PROMPT
Search the listing for the word "wall" and return each line that contains it.

RECORDS FOR THIS TASK
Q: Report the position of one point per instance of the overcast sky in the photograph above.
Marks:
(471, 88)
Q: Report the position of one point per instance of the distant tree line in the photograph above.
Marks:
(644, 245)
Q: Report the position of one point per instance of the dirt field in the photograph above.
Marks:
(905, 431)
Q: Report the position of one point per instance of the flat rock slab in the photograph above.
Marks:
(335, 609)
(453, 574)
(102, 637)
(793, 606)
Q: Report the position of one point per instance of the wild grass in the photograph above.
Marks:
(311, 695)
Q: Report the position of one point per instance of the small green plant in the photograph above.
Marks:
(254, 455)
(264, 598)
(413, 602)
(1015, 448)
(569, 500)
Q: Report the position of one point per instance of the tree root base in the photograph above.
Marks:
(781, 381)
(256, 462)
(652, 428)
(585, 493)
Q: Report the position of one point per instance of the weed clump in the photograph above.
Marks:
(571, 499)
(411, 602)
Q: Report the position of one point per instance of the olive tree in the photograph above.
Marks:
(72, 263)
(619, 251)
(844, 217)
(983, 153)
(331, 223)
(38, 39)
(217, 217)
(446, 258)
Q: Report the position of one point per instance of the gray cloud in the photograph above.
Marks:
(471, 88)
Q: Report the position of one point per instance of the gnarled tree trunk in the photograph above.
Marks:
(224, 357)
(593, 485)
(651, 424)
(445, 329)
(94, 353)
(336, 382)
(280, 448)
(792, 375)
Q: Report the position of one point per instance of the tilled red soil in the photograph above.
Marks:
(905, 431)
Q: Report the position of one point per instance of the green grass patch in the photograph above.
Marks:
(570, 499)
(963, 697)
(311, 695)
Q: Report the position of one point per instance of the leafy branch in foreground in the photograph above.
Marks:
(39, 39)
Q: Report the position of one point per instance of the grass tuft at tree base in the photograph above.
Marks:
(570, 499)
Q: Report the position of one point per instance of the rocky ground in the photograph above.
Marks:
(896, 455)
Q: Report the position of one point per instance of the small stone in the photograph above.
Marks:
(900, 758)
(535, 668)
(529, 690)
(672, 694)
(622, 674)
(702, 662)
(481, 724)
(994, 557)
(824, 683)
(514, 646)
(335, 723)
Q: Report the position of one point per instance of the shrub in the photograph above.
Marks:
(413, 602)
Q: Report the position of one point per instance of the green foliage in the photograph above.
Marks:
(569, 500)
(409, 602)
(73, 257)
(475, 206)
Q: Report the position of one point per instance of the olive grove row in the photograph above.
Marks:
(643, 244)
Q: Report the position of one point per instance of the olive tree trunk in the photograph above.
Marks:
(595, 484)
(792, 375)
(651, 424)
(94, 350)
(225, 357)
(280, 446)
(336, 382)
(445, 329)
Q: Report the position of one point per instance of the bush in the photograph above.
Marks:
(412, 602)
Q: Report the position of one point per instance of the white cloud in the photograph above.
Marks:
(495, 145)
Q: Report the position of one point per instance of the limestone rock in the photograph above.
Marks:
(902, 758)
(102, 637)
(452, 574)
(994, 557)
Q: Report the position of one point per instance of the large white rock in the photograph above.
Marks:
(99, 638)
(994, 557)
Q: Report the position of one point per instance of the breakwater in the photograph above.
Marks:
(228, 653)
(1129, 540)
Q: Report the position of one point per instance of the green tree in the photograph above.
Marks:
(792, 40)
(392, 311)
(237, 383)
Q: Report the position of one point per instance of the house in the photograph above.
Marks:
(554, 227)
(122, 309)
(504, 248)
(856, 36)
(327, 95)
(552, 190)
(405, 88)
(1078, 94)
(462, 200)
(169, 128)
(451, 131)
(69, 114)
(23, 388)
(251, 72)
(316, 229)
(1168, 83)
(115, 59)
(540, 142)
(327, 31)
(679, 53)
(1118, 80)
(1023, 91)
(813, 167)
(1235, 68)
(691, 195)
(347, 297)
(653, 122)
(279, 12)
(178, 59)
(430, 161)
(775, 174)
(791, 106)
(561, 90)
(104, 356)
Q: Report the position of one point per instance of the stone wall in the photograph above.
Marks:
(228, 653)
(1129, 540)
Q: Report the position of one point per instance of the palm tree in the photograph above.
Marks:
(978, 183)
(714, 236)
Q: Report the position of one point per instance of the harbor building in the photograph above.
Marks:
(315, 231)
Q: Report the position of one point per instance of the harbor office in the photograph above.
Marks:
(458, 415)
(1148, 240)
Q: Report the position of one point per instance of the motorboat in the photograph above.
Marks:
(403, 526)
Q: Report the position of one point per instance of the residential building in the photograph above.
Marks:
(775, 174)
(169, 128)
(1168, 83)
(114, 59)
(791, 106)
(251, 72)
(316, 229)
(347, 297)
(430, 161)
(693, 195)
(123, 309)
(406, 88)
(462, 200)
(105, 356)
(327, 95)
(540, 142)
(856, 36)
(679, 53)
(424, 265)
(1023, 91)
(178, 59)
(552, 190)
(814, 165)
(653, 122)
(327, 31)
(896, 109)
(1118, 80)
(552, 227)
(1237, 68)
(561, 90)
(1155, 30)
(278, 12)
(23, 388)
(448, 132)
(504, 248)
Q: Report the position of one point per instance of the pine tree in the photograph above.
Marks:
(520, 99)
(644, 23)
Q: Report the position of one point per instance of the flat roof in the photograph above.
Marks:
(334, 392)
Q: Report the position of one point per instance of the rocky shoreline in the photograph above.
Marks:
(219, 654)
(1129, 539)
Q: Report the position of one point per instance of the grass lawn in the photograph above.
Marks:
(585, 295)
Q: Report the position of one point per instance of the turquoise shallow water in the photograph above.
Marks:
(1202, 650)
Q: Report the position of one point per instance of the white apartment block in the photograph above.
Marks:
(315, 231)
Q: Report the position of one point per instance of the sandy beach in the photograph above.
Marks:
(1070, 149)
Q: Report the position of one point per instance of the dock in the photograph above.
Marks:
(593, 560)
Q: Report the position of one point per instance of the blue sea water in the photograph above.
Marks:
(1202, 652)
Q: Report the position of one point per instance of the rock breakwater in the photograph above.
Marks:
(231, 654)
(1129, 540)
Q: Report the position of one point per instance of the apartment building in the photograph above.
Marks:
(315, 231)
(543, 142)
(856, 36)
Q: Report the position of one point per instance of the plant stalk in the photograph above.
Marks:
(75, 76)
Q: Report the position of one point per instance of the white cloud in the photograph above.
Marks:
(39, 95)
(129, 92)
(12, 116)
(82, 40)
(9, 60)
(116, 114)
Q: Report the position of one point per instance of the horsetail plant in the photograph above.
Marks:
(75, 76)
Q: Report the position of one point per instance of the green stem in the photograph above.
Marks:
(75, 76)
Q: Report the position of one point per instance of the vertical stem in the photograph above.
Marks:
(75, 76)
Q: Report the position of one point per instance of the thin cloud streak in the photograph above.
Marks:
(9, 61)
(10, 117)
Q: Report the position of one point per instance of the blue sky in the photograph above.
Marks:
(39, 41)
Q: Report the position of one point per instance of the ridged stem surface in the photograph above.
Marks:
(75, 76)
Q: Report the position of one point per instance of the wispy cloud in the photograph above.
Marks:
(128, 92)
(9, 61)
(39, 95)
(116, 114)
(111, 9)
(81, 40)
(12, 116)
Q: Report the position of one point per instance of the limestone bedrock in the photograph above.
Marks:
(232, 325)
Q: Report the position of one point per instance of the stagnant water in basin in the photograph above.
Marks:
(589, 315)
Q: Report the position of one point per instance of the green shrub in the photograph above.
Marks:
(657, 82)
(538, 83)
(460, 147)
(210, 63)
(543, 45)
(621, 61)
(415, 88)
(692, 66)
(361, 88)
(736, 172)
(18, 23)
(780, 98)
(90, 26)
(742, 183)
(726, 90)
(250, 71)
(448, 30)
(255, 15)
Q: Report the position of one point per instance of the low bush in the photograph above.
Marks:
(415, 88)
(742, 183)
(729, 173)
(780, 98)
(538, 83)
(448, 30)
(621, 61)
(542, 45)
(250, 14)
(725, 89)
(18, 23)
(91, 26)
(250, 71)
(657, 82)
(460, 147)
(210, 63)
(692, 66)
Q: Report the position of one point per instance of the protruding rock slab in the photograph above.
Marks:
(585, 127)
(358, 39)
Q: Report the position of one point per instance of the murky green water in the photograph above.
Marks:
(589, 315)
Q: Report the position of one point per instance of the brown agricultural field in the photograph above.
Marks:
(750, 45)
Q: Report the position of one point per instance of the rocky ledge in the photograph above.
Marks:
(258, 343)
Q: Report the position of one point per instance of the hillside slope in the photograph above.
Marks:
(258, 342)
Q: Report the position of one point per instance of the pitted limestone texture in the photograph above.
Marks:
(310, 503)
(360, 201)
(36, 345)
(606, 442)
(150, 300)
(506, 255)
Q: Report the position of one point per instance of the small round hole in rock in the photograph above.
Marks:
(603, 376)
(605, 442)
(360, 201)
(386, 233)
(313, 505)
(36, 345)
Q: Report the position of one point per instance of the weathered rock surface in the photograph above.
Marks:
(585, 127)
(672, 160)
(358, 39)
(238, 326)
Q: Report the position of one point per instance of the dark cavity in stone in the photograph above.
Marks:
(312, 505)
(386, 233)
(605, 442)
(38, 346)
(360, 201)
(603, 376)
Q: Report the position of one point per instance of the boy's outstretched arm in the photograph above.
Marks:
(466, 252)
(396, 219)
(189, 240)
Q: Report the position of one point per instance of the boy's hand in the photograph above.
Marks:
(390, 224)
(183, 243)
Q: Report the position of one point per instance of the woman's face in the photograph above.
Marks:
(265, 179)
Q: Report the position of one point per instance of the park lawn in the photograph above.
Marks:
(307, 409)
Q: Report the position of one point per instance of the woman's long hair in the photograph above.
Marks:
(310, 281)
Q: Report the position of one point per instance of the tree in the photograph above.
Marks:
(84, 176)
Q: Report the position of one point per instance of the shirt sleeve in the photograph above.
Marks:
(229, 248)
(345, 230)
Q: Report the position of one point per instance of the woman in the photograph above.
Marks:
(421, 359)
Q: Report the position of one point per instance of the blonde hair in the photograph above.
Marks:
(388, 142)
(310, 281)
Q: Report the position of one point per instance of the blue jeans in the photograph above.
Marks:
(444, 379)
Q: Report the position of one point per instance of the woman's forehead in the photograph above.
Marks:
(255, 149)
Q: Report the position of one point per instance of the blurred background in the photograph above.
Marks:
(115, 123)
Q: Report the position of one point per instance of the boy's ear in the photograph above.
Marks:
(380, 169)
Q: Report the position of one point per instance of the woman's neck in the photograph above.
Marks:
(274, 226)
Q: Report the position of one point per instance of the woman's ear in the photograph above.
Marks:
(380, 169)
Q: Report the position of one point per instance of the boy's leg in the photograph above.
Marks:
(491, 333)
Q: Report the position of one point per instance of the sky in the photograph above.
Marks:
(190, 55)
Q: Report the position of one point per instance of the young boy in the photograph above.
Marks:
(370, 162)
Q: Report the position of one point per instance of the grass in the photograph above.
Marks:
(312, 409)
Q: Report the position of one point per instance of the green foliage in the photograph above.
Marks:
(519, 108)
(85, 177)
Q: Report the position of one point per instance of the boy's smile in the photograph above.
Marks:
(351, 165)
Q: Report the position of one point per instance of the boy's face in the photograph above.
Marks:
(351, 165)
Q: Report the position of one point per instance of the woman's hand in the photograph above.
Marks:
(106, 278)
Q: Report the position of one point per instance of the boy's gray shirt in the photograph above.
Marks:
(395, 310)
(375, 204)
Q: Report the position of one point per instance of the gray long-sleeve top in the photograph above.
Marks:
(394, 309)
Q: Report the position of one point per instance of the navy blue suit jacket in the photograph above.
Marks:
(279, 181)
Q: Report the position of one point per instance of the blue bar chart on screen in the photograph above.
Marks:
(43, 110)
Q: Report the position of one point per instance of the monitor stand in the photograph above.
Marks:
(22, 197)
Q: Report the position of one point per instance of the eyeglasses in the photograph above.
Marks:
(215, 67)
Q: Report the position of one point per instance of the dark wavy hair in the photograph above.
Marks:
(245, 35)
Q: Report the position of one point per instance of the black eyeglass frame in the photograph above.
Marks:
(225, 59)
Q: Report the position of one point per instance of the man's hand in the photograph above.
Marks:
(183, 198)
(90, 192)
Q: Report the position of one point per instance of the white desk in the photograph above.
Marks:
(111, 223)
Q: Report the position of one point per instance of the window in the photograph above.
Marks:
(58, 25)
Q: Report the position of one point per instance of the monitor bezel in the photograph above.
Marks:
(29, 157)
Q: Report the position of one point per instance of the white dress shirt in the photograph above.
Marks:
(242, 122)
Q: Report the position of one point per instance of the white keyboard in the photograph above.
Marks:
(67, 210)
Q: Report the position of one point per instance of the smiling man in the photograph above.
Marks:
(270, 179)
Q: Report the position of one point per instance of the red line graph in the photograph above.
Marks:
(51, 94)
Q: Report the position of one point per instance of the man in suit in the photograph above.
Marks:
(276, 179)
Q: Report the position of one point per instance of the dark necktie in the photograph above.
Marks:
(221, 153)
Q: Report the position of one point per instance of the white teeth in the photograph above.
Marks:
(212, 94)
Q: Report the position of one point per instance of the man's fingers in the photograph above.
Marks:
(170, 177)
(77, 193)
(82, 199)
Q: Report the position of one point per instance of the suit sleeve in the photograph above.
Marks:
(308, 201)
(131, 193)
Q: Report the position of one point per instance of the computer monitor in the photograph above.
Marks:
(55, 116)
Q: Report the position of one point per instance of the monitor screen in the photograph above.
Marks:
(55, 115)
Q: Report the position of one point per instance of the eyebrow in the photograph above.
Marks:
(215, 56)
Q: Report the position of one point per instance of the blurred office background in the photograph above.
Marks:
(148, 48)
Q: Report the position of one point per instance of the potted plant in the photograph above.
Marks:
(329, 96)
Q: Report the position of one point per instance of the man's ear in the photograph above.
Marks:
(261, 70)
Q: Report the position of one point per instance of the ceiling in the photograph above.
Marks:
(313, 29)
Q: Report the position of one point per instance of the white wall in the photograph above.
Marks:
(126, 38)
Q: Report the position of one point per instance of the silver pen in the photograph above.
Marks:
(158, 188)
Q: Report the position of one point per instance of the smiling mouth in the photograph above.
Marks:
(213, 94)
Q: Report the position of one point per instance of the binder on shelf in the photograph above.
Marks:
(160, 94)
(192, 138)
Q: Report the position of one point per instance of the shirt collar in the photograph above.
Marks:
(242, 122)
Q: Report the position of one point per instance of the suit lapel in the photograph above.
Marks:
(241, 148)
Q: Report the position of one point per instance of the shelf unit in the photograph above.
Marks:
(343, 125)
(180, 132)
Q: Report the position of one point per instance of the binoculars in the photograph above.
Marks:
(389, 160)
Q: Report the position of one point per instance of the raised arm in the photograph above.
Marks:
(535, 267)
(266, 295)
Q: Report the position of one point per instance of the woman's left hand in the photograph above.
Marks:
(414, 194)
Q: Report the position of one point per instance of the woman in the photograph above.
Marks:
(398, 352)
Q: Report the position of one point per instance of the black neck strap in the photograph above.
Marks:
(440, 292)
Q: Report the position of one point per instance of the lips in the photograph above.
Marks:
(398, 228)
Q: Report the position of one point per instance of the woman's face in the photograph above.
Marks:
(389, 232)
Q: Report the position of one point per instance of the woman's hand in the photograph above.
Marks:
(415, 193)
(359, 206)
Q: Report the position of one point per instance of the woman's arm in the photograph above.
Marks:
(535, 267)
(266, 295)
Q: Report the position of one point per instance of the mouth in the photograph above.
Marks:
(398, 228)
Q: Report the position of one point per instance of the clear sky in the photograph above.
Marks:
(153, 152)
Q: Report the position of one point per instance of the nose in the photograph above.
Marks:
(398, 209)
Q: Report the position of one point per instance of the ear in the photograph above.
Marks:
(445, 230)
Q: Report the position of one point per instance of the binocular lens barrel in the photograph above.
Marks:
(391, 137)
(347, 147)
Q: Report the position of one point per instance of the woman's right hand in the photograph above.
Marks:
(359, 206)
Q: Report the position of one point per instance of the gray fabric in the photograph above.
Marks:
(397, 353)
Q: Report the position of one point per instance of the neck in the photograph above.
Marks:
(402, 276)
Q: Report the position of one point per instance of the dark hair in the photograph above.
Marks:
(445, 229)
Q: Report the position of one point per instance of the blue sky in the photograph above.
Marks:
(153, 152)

TASK OUTPUT
Q: Report the position of one point per instance of the stone wall in the photograph above.
Q: Report the position of one point per instance of the white wall in the photograph above.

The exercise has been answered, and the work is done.